Repeat the entire listing exactly.

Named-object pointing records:
┄┄┄┄┄┄┄┄┄┄┄┄┄┄┄┄┄┄┄┄
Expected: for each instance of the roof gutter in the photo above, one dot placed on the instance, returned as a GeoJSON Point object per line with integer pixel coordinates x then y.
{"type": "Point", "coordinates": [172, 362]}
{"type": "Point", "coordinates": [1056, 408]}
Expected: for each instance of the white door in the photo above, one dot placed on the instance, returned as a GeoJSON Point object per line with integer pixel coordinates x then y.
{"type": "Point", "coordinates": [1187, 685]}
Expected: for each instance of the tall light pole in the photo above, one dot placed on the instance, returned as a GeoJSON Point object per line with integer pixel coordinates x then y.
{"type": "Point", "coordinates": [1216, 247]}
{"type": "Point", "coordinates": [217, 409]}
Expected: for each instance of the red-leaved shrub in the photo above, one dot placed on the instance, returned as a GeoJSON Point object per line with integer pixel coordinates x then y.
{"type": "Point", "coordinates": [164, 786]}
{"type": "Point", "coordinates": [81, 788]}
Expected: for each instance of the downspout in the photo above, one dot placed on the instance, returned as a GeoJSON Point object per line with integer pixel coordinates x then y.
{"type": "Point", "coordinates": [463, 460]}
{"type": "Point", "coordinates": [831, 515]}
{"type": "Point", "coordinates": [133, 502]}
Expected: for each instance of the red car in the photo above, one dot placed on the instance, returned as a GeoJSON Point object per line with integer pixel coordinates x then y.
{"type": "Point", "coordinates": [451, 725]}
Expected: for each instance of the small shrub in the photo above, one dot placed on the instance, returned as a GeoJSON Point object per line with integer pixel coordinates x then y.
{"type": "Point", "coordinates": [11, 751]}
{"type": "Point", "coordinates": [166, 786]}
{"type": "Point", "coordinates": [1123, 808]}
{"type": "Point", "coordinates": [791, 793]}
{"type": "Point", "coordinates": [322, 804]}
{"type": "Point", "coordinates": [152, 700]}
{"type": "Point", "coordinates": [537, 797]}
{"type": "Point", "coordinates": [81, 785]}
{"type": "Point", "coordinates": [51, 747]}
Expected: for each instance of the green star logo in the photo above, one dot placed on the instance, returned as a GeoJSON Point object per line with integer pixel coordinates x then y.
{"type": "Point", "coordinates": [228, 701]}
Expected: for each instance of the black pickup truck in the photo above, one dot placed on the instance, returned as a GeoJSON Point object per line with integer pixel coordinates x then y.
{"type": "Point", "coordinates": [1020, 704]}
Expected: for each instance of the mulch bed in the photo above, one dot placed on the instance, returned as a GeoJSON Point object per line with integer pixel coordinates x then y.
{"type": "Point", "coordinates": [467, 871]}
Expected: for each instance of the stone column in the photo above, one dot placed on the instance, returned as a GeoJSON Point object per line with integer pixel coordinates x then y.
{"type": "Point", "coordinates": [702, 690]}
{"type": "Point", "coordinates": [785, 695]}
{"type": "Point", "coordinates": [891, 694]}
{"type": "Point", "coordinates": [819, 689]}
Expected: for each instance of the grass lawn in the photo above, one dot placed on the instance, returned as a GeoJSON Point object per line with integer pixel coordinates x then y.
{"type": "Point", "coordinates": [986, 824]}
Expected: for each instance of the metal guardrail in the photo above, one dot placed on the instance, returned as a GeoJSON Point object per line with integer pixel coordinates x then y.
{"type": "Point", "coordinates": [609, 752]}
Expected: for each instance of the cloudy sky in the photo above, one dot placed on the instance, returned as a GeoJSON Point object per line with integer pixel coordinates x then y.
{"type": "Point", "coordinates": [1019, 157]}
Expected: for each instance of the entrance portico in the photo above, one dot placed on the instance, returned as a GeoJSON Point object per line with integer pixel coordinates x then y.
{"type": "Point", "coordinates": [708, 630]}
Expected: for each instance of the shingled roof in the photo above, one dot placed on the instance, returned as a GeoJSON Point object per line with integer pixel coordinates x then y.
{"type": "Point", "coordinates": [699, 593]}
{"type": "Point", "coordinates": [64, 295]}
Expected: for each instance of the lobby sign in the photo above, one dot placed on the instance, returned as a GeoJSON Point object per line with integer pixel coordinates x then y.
┄┄┄┄┄┄┄┄┄┄┄┄┄┄┄┄┄┄┄┄
### TASK RESPONSE
Expected: for each instance of the roof gutter in the photo above, one dot placed on the instance, returned as a GeoJSON Point object per line with integer pixel coordinates x then y.
{"type": "Point", "coordinates": [172, 362]}
{"type": "Point", "coordinates": [1056, 408]}
Expected: for each instance of the white door in the photo above, one dot placed on the instance, returned as a GeoJSON Point object per line with integer pixel coordinates x then y.
{"type": "Point", "coordinates": [1187, 685]}
Expected: for each instance of the tall light pole in the photo above, one dot placed on the instance, returned as a GeoJSON Point object per line with integer pixel coordinates x then y.
{"type": "Point", "coordinates": [1216, 247]}
{"type": "Point", "coordinates": [217, 409]}
Expected: for each instance of the red-leaved shrub in the photo above, one dot placed on the instance, returned as a GeoJSON Point object per line with integer pixel coordinates x then y.
{"type": "Point", "coordinates": [164, 786]}
{"type": "Point", "coordinates": [81, 788]}
Expected: for each instance of the downspout in the photo above, one dot placed on the instance, returned as a GeoJSON Point object per line with integer pixel coordinates x then y.
{"type": "Point", "coordinates": [463, 460]}
{"type": "Point", "coordinates": [831, 515]}
{"type": "Point", "coordinates": [133, 502]}
Expected: for each instance of the red car in the photo above, one dot placed on the instance, returned as a GeoJSON Point object per line with integer pixel coordinates x then y.
{"type": "Point", "coordinates": [451, 725]}
Expected: for each instance of the small shrub in the photo above, one dot placed on the instance, returned as a GeoJSON Point object per line with integer pixel coordinates x then y.
{"type": "Point", "coordinates": [11, 751]}
{"type": "Point", "coordinates": [166, 786]}
{"type": "Point", "coordinates": [1123, 808]}
{"type": "Point", "coordinates": [791, 793]}
{"type": "Point", "coordinates": [322, 804]}
{"type": "Point", "coordinates": [152, 700]}
{"type": "Point", "coordinates": [537, 797]}
{"type": "Point", "coordinates": [81, 785]}
{"type": "Point", "coordinates": [51, 747]}
Expected: for each instance of the green star logo in the photo above, one dot placed on the instance, returned as a GeoJSON Point object per line with integer pixel coordinates x then y.
{"type": "Point", "coordinates": [228, 701]}
Expected: for each instance of the black pickup truck in the photo above, one dot placed on the instance, returned as a GeoJSON Point object per line with integer pixel coordinates x then y.
{"type": "Point", "coordinates": [1020, 704]}
Expected: for each instance of the mulch bed in the photo above, one dot placed on the instance, returned as a GeoJSON Point object per line with integer pixel coordinates x then y.
{"type": "Point", "coordinates": [467, 871]}
Expected: for each instance of the stone column in the photo above, one dot placed on the instance, returned as a GeoJSON Point object per line with integer pixel coordinates x then y.
{"type": "Point", "coordinates": [702, 690]}
{"type": "Point", "coordinates": [785, 695]}
{"type": "Point", "coordinates": [891, 694]}
{"type": "Point", "coordinates": [819, 689]}
Expected: for each instance of the grass lawn in the photo above, one dot placed on the instance, returned as a GeoJSON Point object per line with integer pixel coordinates x then y.
{"type": "Point", "coordinates": [986, 824]}
Expected: for each instance of the metal guardrail in the photo above, one dot placed on the instance, returned as a GeoJSON Point object per line with integer pixel coordinates x then y.
{"type": "Point", "coordinates": [609, 752]}
Expected: for each instance of the cloudy sky in the photo above, one dot placed on the instance, returned as a GeoJSON Point object per line with integer pixel coordinates x then y.
{"type": "Point", "coordinates": [1019, 157]}
Expected: for each instance of the entrance portico in the photo above, one dot placed on the instance, returned as a GeoJSON Point object per line with integer pixel coordinates x then y.
{"type": "Point", "coordinates": [708, 630]}
Expected: for each instance of the shingled roof in the photo above, one dot placed on the instance, returned as a GeoJSON Point object per line with integer pixel coordinates x then y.
{"type": "Point", "coordinates": [699, 593]}
{"type": "Point", "coordinates": [64, 295]}
Expected: for each instance of the lobby sign in the photo above, one dot placed on the instance, returned as a GeoJSON Point object per line with integer pixel coordinates x then y.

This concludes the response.